Requirements: Update the data below by changing every "marker" to "point" and keeping everything else the same.

• • • • • • •

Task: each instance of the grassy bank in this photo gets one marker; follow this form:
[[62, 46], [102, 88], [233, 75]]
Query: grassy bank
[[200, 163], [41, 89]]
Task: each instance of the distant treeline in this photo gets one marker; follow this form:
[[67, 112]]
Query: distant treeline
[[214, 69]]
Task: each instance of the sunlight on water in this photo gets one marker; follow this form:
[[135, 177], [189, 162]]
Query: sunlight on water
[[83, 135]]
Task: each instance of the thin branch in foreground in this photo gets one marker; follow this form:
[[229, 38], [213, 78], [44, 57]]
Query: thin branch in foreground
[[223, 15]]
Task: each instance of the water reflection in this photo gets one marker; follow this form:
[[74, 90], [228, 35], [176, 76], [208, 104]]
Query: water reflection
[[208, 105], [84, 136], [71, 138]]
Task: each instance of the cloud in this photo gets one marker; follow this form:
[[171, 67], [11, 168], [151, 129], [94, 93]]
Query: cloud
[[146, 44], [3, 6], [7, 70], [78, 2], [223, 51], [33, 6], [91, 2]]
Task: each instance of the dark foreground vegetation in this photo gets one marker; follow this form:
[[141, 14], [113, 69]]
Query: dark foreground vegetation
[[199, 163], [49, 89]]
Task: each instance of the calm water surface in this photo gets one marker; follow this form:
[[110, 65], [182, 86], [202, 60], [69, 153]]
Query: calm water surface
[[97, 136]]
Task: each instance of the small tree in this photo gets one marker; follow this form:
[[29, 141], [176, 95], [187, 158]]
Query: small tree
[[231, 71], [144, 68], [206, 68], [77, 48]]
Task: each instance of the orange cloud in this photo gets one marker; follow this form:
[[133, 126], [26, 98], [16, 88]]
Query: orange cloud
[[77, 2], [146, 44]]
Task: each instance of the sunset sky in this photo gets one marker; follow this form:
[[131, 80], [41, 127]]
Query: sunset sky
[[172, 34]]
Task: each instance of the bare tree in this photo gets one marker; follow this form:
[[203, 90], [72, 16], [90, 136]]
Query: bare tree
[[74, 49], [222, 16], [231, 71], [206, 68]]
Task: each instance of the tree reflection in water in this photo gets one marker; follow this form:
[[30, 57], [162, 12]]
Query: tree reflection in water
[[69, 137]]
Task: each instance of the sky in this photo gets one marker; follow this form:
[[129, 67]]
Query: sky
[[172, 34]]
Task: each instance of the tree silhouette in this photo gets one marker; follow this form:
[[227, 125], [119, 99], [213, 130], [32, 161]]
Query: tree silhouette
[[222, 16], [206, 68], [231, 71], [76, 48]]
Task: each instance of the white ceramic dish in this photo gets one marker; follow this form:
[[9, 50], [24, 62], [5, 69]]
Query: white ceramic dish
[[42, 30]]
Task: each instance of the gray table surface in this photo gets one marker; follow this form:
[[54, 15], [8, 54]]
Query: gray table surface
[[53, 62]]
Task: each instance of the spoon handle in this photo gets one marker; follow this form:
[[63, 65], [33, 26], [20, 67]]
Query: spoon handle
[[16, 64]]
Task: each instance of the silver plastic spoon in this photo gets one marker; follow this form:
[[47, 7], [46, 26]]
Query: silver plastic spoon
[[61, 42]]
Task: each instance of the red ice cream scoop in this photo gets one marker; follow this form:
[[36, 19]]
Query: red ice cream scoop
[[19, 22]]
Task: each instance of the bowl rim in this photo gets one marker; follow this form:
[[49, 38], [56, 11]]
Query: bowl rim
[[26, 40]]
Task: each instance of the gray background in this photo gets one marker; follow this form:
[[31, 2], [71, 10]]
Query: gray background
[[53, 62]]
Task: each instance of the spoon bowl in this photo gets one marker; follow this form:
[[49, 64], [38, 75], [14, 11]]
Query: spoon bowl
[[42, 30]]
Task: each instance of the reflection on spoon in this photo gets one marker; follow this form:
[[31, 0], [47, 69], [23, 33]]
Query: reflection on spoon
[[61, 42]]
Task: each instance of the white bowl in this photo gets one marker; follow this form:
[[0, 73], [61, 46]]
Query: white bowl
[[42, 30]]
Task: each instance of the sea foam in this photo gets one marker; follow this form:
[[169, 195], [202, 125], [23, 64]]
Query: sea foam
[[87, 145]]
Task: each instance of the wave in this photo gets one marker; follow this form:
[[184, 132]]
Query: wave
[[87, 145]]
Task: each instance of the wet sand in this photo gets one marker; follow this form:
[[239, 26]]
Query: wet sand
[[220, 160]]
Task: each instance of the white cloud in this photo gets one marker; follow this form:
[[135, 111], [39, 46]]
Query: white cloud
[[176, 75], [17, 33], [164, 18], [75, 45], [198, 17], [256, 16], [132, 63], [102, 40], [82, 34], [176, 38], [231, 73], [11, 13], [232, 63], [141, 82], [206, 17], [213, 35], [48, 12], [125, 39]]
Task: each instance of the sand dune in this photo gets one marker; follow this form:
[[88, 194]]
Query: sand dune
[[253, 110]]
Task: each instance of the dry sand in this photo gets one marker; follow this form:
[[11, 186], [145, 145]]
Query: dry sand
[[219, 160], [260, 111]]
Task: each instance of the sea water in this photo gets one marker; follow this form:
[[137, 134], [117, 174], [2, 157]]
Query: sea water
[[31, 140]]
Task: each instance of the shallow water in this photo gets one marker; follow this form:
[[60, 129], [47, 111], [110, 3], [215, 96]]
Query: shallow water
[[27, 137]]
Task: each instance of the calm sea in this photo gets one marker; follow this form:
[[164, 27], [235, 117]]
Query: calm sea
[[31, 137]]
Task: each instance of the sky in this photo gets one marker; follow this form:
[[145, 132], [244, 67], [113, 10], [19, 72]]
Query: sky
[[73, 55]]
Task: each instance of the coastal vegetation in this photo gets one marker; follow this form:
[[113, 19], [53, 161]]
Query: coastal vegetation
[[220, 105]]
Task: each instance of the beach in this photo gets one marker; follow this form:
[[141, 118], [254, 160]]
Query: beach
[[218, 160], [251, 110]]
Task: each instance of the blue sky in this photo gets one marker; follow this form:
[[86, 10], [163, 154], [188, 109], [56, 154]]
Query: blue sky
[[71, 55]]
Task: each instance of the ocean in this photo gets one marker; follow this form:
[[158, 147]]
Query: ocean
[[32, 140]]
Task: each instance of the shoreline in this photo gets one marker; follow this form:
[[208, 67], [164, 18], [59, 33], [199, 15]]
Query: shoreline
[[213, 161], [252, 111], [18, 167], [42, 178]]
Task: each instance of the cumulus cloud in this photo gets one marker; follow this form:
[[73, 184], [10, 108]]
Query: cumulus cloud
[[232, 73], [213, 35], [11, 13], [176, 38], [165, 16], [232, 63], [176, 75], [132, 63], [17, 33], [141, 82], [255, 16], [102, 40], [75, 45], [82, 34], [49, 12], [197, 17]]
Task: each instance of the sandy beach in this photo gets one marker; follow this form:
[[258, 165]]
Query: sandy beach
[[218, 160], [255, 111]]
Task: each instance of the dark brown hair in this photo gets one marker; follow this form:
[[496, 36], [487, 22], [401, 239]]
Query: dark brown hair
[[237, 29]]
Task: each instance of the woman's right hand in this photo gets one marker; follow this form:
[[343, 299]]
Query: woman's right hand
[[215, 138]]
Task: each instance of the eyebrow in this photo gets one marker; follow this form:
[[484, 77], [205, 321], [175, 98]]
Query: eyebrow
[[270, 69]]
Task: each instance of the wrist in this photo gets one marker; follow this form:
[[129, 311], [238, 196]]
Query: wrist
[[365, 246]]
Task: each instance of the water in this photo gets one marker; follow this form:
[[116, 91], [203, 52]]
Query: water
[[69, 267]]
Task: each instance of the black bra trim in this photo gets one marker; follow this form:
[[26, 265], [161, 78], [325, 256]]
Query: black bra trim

• • • • • • •

Result:
Task: each instance of the grassy bank in this photo gets one point; follow this form:
[[62, 46], [102, 88], [233, 75]]
Query: grassy bank
[[200, 163], [41, 89]]
Task: each instance of the distant treeline in this photo gets one point; follow this form:
[[67, 112]]
Query: distant treeline
[[214, 69]]
Task: each instance of the sunlight on water in this photo gets one point; follow this form:
[[135, 177], [189, 162]]
Query: sunlight on water
[[83, 135]]
Task: each instance of the thin branch in foreground in this photo gets one point; follow this form:
[[229, 38], [213, 78], [44, 57]]
Query: thin branch in foreground
[[223, 15]]
Task: each instance of the water reflection in this photo gets one point; follow this form:
[[74, 90], [228, 35], [176, 76], [208, 104]]
Query: water reflection
[[208, 105], [84, 136], [71, 138]]
Task: each instance of the cloud in this photo gets one point; follow this form:
[[171, 67], [11, 168], [151, 129], [94, 93]]
Query: cloud
[[146, 44], [3, 6], [7, 70], [78, 2], [223, 51], [33, 6], [91, 2]]
Task: each instance of the dark foreground vegetation in this photo gets one point; follow this form:
[[141, 14], [113, 69]]
Query: dark foreground vegetation
[[199, 163], [49, 89]]
Task: each instance of the calm water surface in this photo gets one point; follow this form:
[[110, 65], [182, 86], [202, 60], [69, 153]]
Query: calm water surface
[[97, 136]]
Task: each instance of the small tree in this photo gets one point; follow this form:
[[29, 141], [176, 95], [187, 158]]
Query: small tree
[[231, 71], [144, 68], [206, 68], [77, 48]]
Task: each instance of the orange cloud in this photo gets one point; follow this form:
[[133, 126], [26, 98], [16, 88]]
Query: orange cloud
[[77, 2], [146, 44]]
Task: each instance of the sunset sky in this photo gets one point; follow this form:
[[131, 80], [41, 127]]
Query: sunset sky
[[172, 34]]
Task: each instance of the bare tree in this photo gets one point; follow this form:
[[203, 90], [72, 16], [90, 136]]
Query: bare tree
[[74, 49], [222, 16], [231, 71], [206, 68]]
Task: each instance of the tree reflection in water in this photo gets one point; follow this form:
[[30, 57], [162, 12]]
Query: tree reflection in water
[[69, 137]]
Task: each instance of the sky in this photo gets one point; follow this form:
[[129, 67]]
Query: sky
[[172, 34]]
Task: each instance of the tree silhouette in this photo gets one point; follow this form:
[[227, 125], [119, 99], [213, 130], [32, 161]]
Query: tree silhouette
[[222, 16], [206, 68], [231, 71], [76, 48]]
Task: each instance of the white ceramic dish in this photo gets one point; follow this form:
[[9, 50], [24, 62], [5, 69]]
Query: white ceramic dish
[[42, 30]]
Task: each instance of the gray table surface in this photo gets one point; follow this form:
[[54, 15], [8, 54]]
Query: gray table surface
[[53, 62]]
Task: each instance of the spoon handle in this photo gets one point; follow this form:
[[63, 65], [33, 26], [20, 67]]
Query: spoon handle
[[16, 64]]
Task: each instance of the silver plastic spoon in this photo gets one point; follow this form:
[[47, 7], [46, 26]]
Query: silver plastic spoon
[[61, 42]]
Task: each instance of the red ice cream scoop in this photo gets one point; follow this form:
[[36, 19]]
Query: red ice cream scoop
[[19, 22]]
Task: each instance of the bowl rim in this photo gets one point; follow this form:
[[49, 38], [56, 11]]
Query: bowl rim
[[26, 40]]
Task: each instance of the gray background in this photo gets one point; follow this form:
[[31, 2], [71, 10]]
Query: gray background
[[53, 62]]
Task: each instance of the spoon bowl in this photo gets one point; follow this form:
[[49, 64], [38, 75], [14, 11]]
Query: spoon bowl
[[42, 30]]
Task: each instance of the reflection on spoon in this photo gets one point; follow this form:
[[31, 0], [47, 69], [23, 33]]
Query: reflection on spoon
[[61, 42]]
Task: each instance of the white bowl in this photo gets one point; follow this form:
[[0, 73], [61, 46]]
Query: white bowl
[[42, 30]]
Task: each instance of the sea foam in this photo gets one point; follow this form:
[[169, 195], [202, 125], [23, 64]]
Query: sea foam
[[87, 145]]
Task: each instance of the wave in this photo gets one point; follow this form:
[[184, 132]]
Query: wave
[[87, 145]]
Task: each instance of the wet sand in this photo gets one point; follow this form:
[[239, 26]]
Query: wet sand
[[220, 160]]
Task: each instance of the white cloud in this photo gets one point; follow this form:
[[135, 111], [39, 46]]
Query: white cloud
[[176, 75], [17, 33], [164, 18], [75, 45], [198, 17], [256, 16], [132, 63], [102, 40], [82, 34], [176, 38], [231, 73], [11, 13], [232, 63], [141, 82], [206, 17], [213, 35], [48, 12], [125, 39]]
Task: each instance of the sand dune in this photo gets one point; follow this form:
[[88, 194]]
Query: sand dune
[[253, 110]]
Task: each instance of the dry sand in this photo gets one point; follow this form:
[[11, 186], [145, 145]]
Query: dry sand
[[219, 160], [260, 111]]
Task: each instance of the sea water in this photo gets one point; follow this form:
[[137, 134], [117, 174], [2, 157]]
Query: sea water
[[31, 140]]
Task: each instance of the shallow water in this photo gets one point; follow this form:
[[60, 129], [47, 111], [110, 3], [215, 96]]
Query: shallow water
[[27, 137]]
Task: each instance of the calm sea in this photo gets one point; follow this form:
[[164, 27], [235, 117]]
Query: calm sea
[[31, 137]]
Task: each instance of the sky in this photo gets one point; follow this form:
[[145, 132], [244, 67], [113, 10], [19, 72]]
Query: sky
[[73, 55]]
Task: each instance of the coastal vegetation in this photo gets one point; follow this form:
[[113, 19], [53, 161]]
Query: coastal vegetation
[[220, 105]]
Task: each instance of the beach in this photo gets one point; follow this form:
[[141, 118], [254, 160]]
Query: beach
[[218, 160], [251, 110]]
Task: each instance of the blue sky in this photo gets one point; follow this form:
[[86, 10], [163, 154], [188, 109], [56, 154]]
Query: blue sky
[[71, 55]]
Task: each instance of the ocean in this photo gets one point; follow this form:
[[158, 147]]
Query: ocean
[[32, 140]]
Task: each instance of the shoreline in this photo gets one point; follow this form:
[[208, 67], [164, 18], [59, 33], [199, 15]]
Query: shoreline
[[213, 161], [252, 111], [18, 167], [42, 178]]
Task: each instance of the cumulus cloud in this photo gets one point; follow this form:
[[73, 184], [10, 108]]
Query: cumulus cloud
[[232, 73], [213, 35], [11, 13], [176, 38], [165, 16], [232, 63], [176, 75], [132, 63], [17, 33], [141, 82], [255, 16], [102, 40], [75, 45], [82, 34], [49, 12], [197, 17]]
Task: each instance of the sandy beach in this photo gets one point; follow this form:
[[258, 165]]
Query: sandy beach
[[218, 160], [255, 111]]
Task: each instance of the dark brown hair in this photo gets one point; follow this form:
[[496, 36], [487, 22], [401, 239]]
Query: dark brown hair
[[237, 29]]
Task: each instance of the woman's right hand in this photo gets one point; follow this form:
[[343, 299]]
Query: woman's right hand
[[215, 138]]
Task: each instance of the eyebrow in this photo gets one point; follow this form:
[[484, 77], [205, 321], [175, 98]]
Query: eyebrow
[[270, 69]]
Task: each instance of the wrist in this photo gets one point; follow this form:
[[129, 311], [238, 196]]
Query: wrist
[[365, 246]]
Task: each instance of the water in this photo gets one point; follow this form:
[[116, 91], [203, 52]]
Query: water
[[69, 267]]
Task: each instance of the black bra trim in this photo gets one point; follow this form:
[[26, 265], [161, 78], [325, 256]]
Query: black bra trim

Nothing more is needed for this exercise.